取り組む内容:
[A] 引用文によると、「私」とけーこは互いをどのような者同士として認め合っていますか。
[B] 引用文のうち「私とけーこはお互いに」で始まる段落を、主な事実を残してより短く書き直してください。
───── 引用文
ツインレイに出会う前、出会いからサイレント期間、そして統合のその先へ。
ハイパーサイキックと化したひみの私小説(笑)、ぜひお楽しみください。

⭐︎⭐︎⭐︎

meetooについて来れる方は大丈夫だと信じたいんですが、私とけーこの物事への捉え方は(現実創造も含めて)確かに真逆ですが、そこだけを切り取って対立構造のようにピックアップしたりしてませんよね。

私とけーこはお互いに、相手の方法が本人の本質、芯から来ていると知っているので、対極である一段上で『自分軸を持った者同士』としてお互いを認め合っています。
私がけーこのやり方をしようとした瞬間、それは私にとっての他人軸になってしまう。そのことを私もけーこも知っています。

だからmeetooとは他ならぬ、この、『差異があっても一段上ではやってることが同じだった』ということを実際に見てもらえる、あなたが一段上へとあがるヒントとなれる稀有な場所だと思っています。


さて。ククリさんの話。
──────────
───── 保存データ
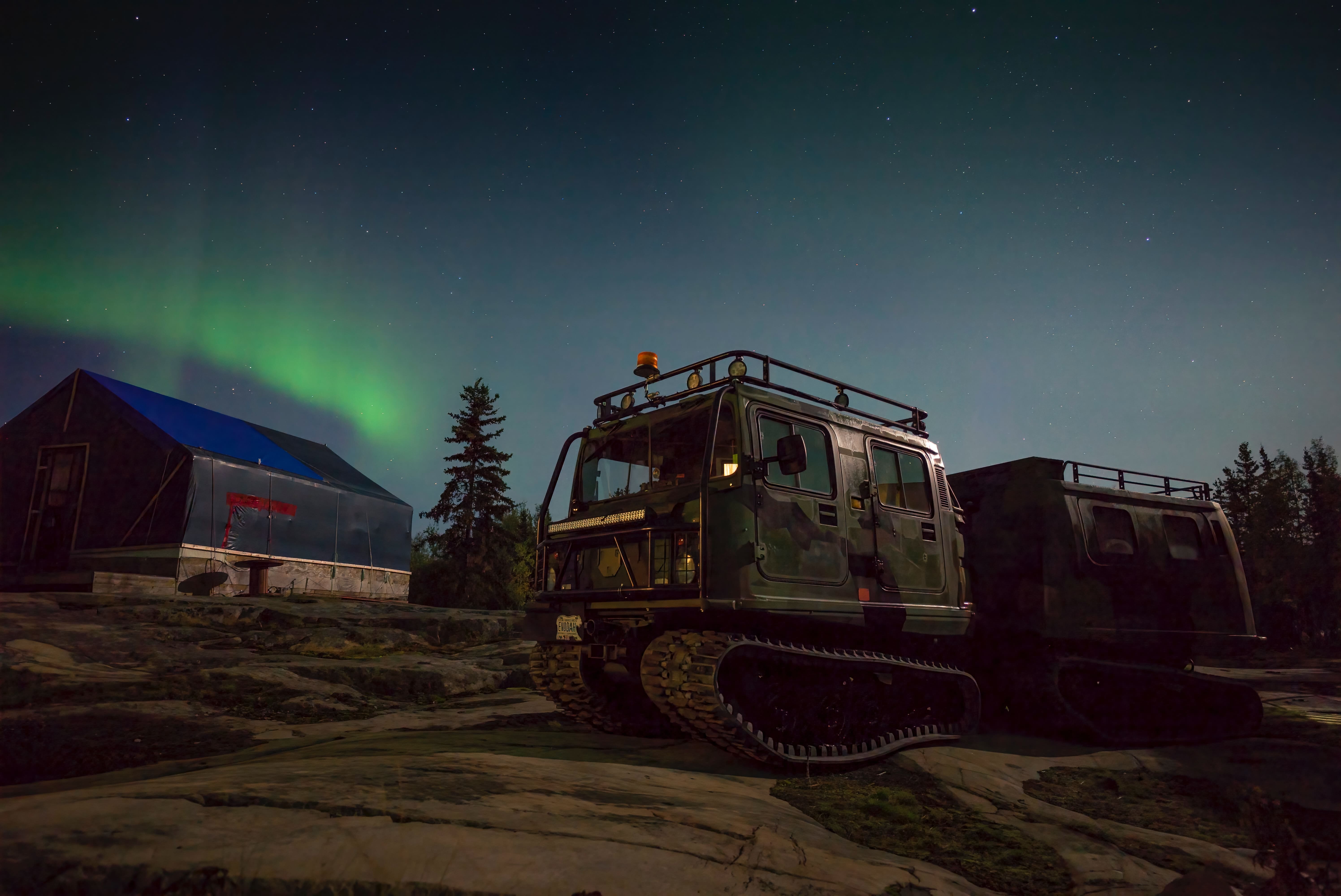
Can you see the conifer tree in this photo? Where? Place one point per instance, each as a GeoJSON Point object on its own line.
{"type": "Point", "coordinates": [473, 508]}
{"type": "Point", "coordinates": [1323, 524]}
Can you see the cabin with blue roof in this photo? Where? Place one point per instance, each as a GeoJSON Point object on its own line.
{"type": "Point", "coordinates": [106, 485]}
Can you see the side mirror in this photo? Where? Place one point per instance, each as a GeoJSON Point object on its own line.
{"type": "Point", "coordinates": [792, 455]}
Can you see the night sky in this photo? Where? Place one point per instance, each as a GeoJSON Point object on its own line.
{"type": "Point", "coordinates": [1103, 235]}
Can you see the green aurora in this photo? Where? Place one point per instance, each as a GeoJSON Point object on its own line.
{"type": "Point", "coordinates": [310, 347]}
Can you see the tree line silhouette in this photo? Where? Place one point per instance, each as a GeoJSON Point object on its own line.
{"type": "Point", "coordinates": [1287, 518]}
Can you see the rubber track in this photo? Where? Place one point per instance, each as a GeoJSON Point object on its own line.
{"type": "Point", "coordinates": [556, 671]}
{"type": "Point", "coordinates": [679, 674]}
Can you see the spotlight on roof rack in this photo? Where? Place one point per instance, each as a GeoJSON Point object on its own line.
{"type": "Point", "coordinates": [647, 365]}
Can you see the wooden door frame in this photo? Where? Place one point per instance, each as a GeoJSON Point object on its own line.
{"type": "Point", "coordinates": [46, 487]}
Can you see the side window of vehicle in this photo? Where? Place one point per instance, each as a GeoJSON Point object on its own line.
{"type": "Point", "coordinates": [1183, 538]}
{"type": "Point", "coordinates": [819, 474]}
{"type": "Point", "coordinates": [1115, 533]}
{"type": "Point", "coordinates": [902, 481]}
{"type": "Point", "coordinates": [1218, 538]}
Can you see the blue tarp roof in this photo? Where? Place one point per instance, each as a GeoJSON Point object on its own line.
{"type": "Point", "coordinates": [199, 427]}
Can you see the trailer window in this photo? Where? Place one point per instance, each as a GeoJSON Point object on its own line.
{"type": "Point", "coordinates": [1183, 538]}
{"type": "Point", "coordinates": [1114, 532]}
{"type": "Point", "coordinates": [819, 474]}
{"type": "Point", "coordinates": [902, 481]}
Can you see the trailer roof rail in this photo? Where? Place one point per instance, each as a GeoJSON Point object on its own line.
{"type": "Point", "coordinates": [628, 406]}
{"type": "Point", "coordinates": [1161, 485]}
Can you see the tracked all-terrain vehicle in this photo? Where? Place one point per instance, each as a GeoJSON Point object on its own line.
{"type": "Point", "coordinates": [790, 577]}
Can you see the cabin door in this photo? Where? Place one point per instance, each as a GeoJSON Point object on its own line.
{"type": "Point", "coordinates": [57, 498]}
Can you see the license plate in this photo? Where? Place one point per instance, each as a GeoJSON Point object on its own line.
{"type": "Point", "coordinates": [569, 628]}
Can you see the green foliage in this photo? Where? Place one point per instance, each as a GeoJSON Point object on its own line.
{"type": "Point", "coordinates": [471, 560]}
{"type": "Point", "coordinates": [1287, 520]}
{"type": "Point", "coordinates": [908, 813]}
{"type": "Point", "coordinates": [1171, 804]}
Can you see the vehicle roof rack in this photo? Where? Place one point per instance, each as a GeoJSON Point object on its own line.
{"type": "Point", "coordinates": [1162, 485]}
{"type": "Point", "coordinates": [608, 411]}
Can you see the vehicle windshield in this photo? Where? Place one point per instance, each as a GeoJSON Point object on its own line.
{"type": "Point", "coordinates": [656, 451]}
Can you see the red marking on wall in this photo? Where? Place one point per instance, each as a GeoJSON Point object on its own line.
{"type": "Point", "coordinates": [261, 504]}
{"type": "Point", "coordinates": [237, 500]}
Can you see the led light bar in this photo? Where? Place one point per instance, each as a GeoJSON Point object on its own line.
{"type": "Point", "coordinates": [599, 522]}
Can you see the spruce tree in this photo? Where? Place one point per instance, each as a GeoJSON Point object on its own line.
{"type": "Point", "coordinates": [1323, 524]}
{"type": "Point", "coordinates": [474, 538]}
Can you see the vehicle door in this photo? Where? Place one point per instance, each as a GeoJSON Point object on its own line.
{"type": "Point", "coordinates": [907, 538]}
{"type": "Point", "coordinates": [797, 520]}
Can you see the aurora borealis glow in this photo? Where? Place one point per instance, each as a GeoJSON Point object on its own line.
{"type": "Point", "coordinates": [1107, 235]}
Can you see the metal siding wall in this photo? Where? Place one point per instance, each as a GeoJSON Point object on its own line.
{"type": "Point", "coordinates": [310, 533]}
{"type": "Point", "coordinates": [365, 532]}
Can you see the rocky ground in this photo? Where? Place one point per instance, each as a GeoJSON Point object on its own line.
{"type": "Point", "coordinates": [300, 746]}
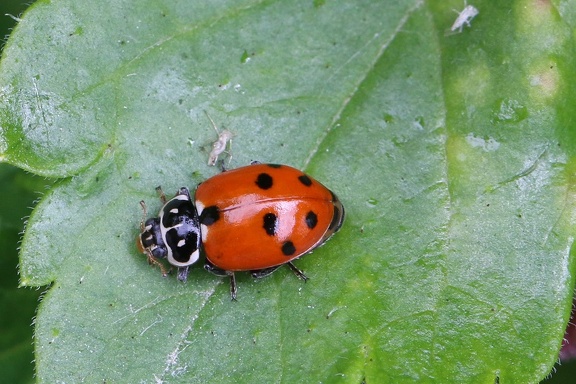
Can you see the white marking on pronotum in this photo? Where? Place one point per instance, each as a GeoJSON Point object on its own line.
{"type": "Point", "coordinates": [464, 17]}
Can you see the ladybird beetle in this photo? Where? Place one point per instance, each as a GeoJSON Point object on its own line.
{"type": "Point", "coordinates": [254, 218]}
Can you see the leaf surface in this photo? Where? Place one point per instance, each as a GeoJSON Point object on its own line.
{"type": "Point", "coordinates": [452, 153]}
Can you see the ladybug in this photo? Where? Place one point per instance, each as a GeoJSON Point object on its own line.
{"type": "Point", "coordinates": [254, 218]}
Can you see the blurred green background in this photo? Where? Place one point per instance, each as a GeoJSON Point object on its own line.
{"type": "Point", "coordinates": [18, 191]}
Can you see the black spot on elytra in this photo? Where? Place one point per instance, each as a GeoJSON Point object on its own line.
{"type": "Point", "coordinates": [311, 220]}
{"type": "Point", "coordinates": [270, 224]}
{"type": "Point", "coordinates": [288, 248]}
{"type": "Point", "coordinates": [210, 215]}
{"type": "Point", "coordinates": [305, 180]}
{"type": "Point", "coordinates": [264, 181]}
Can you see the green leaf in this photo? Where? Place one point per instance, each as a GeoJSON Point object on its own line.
──────────
課題ごとの回答:
[A] 「自分軸を持った者同士」として認め合っています。

[B] 「私」とけーこは、相手のやり方が本人の本質から来ていると知っています。そのため、対極である一段上で「自分軸を持った者同士」として認め合っています。「私」がけーこのやり方をしようとすれば、それは「私」にとって他人軸になります。このことは二人とも知っています。